◆ PROBLEM TO SOLVE
Put the lines from the first one through the line containing "140), (141, 128)]]" into a Markdown table with the columns Row and Line, numbering each row and leaving out any blank lines.

◆ DATASET ROWS
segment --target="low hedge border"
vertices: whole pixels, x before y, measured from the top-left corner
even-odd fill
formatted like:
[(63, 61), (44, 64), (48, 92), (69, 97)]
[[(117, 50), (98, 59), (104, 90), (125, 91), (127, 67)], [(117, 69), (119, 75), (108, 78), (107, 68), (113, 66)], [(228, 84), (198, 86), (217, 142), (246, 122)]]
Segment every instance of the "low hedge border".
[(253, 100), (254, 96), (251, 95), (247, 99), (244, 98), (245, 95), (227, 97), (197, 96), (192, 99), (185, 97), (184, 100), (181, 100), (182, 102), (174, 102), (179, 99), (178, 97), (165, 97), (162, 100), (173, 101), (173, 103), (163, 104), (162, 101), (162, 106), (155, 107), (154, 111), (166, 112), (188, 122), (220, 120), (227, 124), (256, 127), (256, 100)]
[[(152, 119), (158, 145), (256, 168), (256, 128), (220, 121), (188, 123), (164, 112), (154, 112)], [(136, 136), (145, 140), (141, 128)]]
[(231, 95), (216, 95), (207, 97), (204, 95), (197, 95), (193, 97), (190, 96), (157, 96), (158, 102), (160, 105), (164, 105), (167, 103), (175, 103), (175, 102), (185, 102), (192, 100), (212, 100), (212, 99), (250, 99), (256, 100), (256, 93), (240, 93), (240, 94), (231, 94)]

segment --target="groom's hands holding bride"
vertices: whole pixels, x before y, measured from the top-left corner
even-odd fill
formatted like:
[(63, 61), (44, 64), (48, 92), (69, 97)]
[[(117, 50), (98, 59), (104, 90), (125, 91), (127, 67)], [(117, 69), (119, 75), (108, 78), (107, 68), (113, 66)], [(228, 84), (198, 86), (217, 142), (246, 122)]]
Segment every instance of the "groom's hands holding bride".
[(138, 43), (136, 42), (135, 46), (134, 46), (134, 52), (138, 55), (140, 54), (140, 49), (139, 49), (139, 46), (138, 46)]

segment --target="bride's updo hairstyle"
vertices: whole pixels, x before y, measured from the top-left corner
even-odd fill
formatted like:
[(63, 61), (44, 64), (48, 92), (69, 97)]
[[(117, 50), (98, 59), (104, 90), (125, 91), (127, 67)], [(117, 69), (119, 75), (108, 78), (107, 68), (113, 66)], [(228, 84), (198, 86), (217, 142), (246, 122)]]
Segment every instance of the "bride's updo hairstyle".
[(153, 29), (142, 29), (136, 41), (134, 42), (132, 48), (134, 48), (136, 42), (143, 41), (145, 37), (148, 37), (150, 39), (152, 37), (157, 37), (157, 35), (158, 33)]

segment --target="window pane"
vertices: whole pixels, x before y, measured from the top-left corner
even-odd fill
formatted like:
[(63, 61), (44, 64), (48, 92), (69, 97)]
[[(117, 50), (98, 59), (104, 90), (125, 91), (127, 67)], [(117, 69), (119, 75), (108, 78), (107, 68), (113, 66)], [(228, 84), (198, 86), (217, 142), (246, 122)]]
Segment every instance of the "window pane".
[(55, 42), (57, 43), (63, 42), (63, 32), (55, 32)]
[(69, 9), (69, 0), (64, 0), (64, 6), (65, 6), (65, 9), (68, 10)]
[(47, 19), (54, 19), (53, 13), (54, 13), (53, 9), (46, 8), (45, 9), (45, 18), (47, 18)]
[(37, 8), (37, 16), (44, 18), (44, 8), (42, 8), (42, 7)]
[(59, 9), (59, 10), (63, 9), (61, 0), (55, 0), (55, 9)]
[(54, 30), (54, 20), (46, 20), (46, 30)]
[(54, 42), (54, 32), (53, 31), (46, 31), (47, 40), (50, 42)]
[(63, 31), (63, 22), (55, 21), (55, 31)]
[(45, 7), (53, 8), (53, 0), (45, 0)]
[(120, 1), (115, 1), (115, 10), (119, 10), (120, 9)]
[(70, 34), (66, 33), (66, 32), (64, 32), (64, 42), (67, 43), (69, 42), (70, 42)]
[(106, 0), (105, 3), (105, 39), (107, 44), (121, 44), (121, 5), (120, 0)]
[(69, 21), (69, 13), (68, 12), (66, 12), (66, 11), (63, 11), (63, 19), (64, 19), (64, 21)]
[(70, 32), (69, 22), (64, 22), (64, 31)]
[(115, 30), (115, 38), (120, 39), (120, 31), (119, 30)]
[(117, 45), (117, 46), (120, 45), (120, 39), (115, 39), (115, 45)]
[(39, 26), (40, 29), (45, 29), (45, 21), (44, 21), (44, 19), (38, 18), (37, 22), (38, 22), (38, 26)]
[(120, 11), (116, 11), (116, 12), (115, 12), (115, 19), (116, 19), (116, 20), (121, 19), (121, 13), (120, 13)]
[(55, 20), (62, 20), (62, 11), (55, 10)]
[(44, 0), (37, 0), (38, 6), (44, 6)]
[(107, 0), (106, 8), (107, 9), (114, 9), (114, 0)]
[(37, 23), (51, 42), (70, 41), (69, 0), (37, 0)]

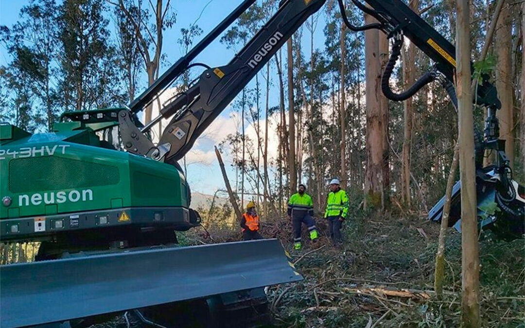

◆ OUTPUT
| Row | Line |
|---|---|
| 1 | segment --target="low hedge border" |
| 2 | vertices: whole pixels, x before y, measured from the top-left corner |
| 3 | even-odd fill |
| 4 | formatted like: |
| 5 | [(63, 61), (44, 64), (48, 92), (69, 97)] |
| 6 | [[(117, 50), (98, 59), (104, 90), (125, 91), (127, 67)], [(117, 69), (119, 75), (108, 78), (107, 68), (113, 66)], [(228, 84), (198, 86), (217, 142), (246, 122)]] |
| 7 | Segment every instance of the "low hedge border". |
| 8 | [(253, 100), (254, 96), (251, 95), (247, 99), (244, 98), (245, 95), (227, 97), (197, 96), (192, 99), (185, 97), (184, 100), (181, 100), (182, 102), (174, 102), (179, 99), (178, 97), (165, 97), (162, 100), (173, 101), (173, 103), (163, 104), (162, 101), (162, 106), (155, 107), (154, 111), (166, 112), (188, 122), (220, 120), (227, 124), (256, 127), (256, 100)] |
| 9 | [[(152, 119), (158, 145), (256, 168), (256, 128), (220, 121), (188, 123), (164, 112), (154, 112)], [(136, 136), (145, 140), (141, 128)]] |